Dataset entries

______

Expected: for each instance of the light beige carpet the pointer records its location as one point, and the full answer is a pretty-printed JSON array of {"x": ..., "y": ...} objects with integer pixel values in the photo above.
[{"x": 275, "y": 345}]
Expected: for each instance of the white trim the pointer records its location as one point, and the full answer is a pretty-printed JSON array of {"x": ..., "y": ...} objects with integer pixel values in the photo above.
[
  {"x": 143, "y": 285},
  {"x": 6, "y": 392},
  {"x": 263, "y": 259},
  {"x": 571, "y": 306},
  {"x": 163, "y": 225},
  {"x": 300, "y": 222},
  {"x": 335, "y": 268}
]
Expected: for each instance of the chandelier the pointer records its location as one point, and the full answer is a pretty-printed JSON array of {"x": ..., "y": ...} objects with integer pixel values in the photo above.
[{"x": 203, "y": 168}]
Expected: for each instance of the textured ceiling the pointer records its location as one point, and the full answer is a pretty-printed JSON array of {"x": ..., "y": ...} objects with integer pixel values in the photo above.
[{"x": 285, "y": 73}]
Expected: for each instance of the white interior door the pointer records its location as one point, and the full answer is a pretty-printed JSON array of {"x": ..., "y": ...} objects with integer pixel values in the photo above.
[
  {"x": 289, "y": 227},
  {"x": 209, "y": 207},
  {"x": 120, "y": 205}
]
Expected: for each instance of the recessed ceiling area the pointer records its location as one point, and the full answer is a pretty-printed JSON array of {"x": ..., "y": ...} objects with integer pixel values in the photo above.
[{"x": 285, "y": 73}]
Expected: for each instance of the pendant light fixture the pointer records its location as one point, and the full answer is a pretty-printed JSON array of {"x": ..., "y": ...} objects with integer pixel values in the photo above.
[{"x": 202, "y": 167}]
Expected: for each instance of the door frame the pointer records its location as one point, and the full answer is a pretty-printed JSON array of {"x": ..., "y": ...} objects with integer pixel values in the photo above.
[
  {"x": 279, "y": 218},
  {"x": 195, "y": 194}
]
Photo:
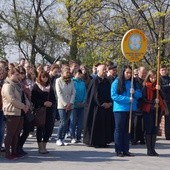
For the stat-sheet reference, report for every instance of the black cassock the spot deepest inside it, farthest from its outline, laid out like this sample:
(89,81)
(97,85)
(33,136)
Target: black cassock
(98,121)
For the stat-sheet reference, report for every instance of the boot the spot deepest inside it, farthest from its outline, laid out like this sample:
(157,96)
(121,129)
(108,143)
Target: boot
(148,144)
(41,148)
(153,146)
(44,145)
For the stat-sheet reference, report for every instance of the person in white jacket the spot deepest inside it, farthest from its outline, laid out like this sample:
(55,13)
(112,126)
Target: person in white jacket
(65,99)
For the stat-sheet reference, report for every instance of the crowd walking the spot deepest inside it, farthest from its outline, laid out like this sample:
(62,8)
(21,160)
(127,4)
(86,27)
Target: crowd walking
(93,108)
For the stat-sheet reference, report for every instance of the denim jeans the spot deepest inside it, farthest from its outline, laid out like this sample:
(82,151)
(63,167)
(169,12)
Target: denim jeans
(149,123)
(1,128)
(64,118)
(121,135)
(76,120)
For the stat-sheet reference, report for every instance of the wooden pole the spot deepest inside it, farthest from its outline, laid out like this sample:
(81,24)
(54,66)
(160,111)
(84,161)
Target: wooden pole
(131,95)
(157,83)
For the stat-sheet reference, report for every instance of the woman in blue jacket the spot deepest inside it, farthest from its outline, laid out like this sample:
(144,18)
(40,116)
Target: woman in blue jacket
(121,95)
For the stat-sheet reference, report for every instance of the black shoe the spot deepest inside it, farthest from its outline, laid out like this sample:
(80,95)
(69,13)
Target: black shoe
(142,142)
(2,149)
(128,154)
(119,154)
(155,153)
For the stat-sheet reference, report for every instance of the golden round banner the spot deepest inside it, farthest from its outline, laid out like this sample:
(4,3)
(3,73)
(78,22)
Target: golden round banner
(134,45)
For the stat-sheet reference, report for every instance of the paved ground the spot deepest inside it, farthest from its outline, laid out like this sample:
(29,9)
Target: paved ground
(81,157)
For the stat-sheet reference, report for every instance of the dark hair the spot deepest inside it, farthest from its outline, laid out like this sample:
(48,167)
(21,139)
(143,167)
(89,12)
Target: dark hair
(147,78)
(163,66)
(121,80)
(75,71)
(43,74)
(54,66)
(21,69)
(12,71)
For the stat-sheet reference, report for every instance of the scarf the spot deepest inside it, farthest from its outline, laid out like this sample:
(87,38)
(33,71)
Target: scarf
(150,94)
(43,88)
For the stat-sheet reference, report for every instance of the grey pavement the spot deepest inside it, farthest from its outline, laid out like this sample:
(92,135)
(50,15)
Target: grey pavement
(81,157)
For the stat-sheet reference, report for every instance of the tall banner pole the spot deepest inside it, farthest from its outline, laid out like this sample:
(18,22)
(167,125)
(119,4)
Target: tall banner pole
(133,46)
(131,95)
(157,83)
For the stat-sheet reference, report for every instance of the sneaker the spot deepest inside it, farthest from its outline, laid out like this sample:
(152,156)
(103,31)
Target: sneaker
(73,141)
(59,142)
(11,157)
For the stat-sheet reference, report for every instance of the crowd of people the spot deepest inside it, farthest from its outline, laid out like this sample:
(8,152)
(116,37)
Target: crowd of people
(93,107)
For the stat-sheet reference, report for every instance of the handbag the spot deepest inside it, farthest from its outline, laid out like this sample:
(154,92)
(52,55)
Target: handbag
(40,116)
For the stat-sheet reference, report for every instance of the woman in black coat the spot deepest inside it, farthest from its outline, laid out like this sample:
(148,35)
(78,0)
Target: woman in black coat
(43,96)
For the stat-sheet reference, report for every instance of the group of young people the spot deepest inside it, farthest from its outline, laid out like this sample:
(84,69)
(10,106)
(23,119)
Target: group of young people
(96,104)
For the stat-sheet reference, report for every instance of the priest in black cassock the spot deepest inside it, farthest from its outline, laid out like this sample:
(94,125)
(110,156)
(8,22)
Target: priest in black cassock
(98,118)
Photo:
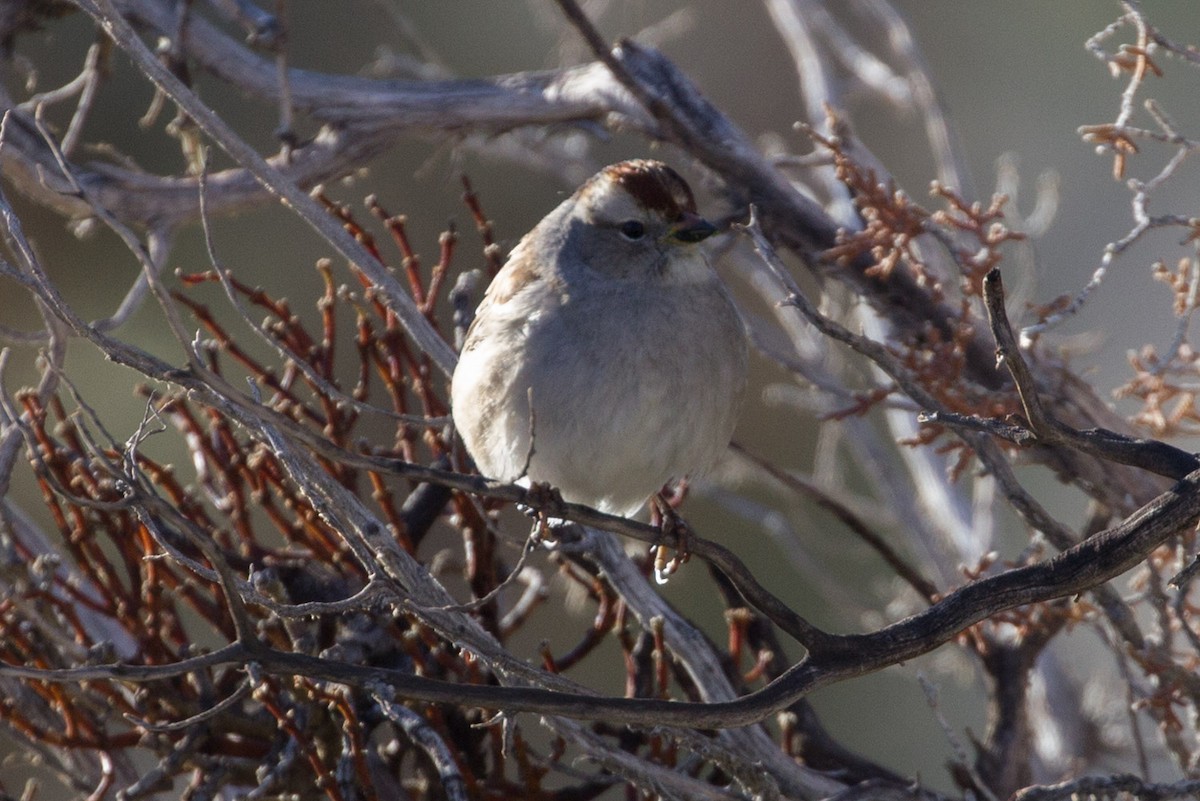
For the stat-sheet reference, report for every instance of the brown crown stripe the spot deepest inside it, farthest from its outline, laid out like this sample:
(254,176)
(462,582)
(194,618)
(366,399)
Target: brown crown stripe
(655,186)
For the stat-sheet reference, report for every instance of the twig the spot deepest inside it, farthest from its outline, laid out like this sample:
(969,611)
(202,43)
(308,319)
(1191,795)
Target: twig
(1155,456)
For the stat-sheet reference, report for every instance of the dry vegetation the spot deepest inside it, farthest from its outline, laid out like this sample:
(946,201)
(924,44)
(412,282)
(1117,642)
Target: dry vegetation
(268,619)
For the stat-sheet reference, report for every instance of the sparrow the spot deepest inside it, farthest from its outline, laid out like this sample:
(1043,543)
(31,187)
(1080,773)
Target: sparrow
(606,357)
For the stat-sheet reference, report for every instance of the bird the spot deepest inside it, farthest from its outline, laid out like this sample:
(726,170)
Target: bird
(606,357)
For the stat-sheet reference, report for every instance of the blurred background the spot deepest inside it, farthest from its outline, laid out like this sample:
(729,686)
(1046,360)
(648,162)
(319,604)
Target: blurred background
(1014,78)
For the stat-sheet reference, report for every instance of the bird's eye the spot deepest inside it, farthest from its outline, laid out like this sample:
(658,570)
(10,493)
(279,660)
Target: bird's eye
(631,229)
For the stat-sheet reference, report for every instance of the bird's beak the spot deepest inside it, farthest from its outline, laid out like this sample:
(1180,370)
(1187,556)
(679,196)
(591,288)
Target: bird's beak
(691,228)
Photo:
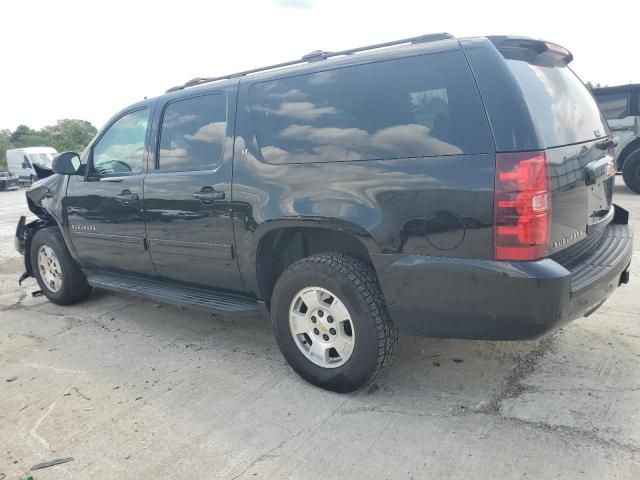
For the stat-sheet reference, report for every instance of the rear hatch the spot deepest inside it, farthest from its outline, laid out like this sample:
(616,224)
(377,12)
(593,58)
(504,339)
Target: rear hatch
(575,141)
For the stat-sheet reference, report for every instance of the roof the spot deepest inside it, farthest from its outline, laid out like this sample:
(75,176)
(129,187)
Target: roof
(617,88)
(350,56)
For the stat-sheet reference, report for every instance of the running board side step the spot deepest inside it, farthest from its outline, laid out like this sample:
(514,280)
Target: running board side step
(190,297)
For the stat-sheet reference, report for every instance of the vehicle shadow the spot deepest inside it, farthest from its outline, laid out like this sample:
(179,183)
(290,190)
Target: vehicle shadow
(427,375)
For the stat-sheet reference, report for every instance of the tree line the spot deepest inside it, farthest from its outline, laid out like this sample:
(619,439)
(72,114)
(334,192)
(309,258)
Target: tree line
(65,135)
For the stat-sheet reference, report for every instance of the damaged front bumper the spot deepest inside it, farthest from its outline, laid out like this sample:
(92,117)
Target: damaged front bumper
(22,242)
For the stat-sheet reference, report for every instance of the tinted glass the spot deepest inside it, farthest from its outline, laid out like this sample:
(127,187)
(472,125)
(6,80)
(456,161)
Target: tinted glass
(613,105)
(120,151)
(411,107)
(562,107)
(193,133)
(41,159)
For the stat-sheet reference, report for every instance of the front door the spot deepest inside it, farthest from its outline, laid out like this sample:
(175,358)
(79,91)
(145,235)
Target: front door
(187,204)
(104,210)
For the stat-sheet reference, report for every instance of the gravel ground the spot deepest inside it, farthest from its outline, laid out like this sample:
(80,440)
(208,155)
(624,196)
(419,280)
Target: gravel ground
(134,389)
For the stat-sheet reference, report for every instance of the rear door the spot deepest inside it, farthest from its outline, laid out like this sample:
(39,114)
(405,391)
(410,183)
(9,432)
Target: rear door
(188,195)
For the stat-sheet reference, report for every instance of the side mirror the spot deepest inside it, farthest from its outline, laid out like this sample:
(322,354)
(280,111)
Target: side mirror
(67,163)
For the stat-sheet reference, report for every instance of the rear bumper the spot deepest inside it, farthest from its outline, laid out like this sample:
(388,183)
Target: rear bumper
(492,300)
(11,183)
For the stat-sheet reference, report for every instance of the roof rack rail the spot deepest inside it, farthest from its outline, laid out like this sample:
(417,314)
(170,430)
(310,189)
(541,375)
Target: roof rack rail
(315,56)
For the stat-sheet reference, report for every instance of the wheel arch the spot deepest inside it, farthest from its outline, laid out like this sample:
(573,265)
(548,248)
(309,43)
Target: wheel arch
(285,243)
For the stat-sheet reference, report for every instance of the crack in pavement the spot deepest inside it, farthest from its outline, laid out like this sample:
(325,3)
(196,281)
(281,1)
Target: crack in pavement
(34,431)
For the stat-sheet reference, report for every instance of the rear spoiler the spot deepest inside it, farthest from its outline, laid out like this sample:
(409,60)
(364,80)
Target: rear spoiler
(531,50)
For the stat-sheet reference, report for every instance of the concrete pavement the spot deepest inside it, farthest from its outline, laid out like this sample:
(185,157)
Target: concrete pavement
(135,389)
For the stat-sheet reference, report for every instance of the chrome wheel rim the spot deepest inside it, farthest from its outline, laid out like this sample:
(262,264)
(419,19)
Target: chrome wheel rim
(321,327)
(49,267)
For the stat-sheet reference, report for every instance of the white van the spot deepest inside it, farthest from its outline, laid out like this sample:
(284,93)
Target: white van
(31,163)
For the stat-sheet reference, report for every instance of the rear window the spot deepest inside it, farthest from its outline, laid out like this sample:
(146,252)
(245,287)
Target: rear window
(614,106)
(413,107)
(561,106)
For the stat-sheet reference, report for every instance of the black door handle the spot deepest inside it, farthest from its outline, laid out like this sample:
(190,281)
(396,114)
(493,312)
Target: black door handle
(208,195)
(126,197)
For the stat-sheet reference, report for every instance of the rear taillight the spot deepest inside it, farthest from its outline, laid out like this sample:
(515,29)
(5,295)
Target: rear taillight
(522,206)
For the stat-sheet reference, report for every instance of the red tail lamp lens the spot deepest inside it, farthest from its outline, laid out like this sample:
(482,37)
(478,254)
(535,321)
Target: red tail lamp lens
(522,209)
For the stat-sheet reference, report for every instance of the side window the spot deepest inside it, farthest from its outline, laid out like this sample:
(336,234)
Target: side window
(193,133)
(120,151)
(420,106)
(614,105)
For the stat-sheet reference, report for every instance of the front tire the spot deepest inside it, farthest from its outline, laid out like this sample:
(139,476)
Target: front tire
(57,274)
(331,322)
(631,171)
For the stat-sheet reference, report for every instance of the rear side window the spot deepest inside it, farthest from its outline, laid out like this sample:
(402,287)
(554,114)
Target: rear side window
(614,105)
(121,149)
(193,133)
(413,107)
(561,106)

______

## Work to be completed
Please set down, with no changes, the line that contains "Target: side window" and all the lines after it until the entries end; write nothing besides them.

## Exercise response
Target: side window
(193,133)
(120,151)
(420,106)
(614,105)
For the stat-sheet reference, report for every instance of the front tire the spot deepest inside it, farthest from its outline, laid out like this sample:
(139,476)
Target: front tire
(57,274)
(331,322)
(631,171)
For the stat-sheet reference, report for every instance of the rear side window the spot deepest inside it, farthest from its outline, laid out like this sample:
(402,287)
(554,114)
Target: rear side window
(614,105)
(121,149)
(193,133)
(413,107)
(561,106)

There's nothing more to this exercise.